··· Vorliegender Text ···

So richtig gut geht es uns am nächsten Morgen aber trotzdem nicht: Um 3:40 Uhr aufstehen ist nicht nur für Langschläfer schwer. Aber es muss sein. Nur wenn wir um 4:15 Uhr loskommen, schaffen wir die Strecke bis zum hoch gelegenen Aussichtspunkt über dem See, über dem wir auf den Sonnenaufgang hoffen. Wir schaffen es. Als wir dort die letzten Reserven aus den Rücksäcken holen, mit denen die Guides ein Frühstück basteln, strahlen die Sterne von einem klaren Himmel. Als das Licht ganz langsam zunimmt, sehen wir tief unter uns den Atitlán und ringsum steile Berge, fast ausnahmslos Vulkane. Im orangenen Dämmerlicht sehen wir in der Ferne sogar eine Eruption des sehr aktiven Feuerberges Fuego. Dann schiebt sich die Sonne über die gegenüberliegende Hügelkette und taucht die ganze Gegend in zunehmendes weiches Licht. Für diesen Anblick hat sich das viel zu frühe Aufstehen gelohnt, bekundet eine im Morgenlicht strahlende Jeanette.
Dann geht es eineinhalb Stunden steil runter bis auf 1560 Meter zum See. Der ist 18 Kilometer lang und ganz besonders. Das bis zu 350 Meter tiefe Wasser füllt einen eingestürzten Vulkankegel und wird von keinem Fluss verlassen oder gespeist. Es stammt ausschließlich von Regenfällen, die die Hänge runter laufen. Das hat leider den Nachteil, dass Pestizide und Dünger aus den Kaffeeplantagen ringsum in den See gespült werden. Die Touristen in den Dörfern rings um das klare Gewässer hält das aber nicht vom Baden ab. Die sehen wir in San Pedro, wo die Wanderung und eine richtig gute Zeit endet. In der kleinen Gruppe spannender und aufgeschlossener Leute haben wir die Chance genutzt, uns näher kennenzulernen und viel vom Leben der anderen zu erfahren.

··· Vorliegende Einträge ···

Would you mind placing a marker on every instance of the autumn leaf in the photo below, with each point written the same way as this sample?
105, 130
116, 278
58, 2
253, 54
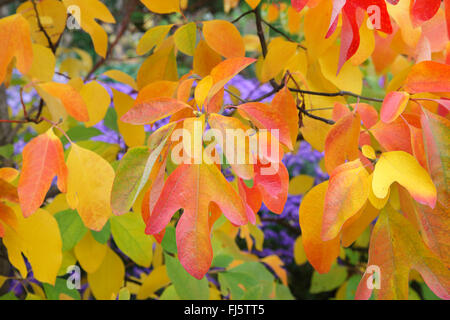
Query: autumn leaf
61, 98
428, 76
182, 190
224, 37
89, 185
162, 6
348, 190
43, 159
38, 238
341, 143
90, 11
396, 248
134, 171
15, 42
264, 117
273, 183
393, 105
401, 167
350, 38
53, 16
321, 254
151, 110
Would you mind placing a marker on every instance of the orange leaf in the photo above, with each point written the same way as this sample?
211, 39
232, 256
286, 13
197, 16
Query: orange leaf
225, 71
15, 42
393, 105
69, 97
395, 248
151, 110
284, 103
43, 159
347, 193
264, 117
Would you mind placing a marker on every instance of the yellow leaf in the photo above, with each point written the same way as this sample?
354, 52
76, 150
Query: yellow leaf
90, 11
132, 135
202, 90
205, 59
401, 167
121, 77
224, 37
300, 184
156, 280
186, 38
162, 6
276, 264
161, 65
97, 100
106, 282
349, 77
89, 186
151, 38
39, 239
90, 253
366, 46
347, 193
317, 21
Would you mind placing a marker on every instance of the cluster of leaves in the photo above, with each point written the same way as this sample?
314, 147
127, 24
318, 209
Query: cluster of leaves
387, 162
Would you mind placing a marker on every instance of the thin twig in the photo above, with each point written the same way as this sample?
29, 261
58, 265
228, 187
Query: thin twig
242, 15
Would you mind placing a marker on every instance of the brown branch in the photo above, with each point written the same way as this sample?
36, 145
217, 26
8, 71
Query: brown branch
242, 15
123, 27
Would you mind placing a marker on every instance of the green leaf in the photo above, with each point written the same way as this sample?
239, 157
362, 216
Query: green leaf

···
··· Vorliegende Einträge ···

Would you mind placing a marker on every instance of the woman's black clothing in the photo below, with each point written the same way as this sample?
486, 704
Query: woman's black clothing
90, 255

···

**Aufgaben:**
a) Erkläre in ein bis drei Sätzen, weshalb die Gruppe im Reisebericht über den Atitlán um 3:40 Uhr aufstehen musste.
b) Wie viele Zeilen der Einträge enthalten die Zeichenfolge "autumn"? Nenne nur die Zahl.

**Lösungen:**
a) Nur wenn die Gruppe um 4:15 Uhr loskam, konnte sie rechtzeitig den hoch gelegenen Aussichtspunkt über dem See erreichen, wo sie auf den Sonnenaufgang hoffte. Deshalb war das frühe Aufstehen nötig.

b) 2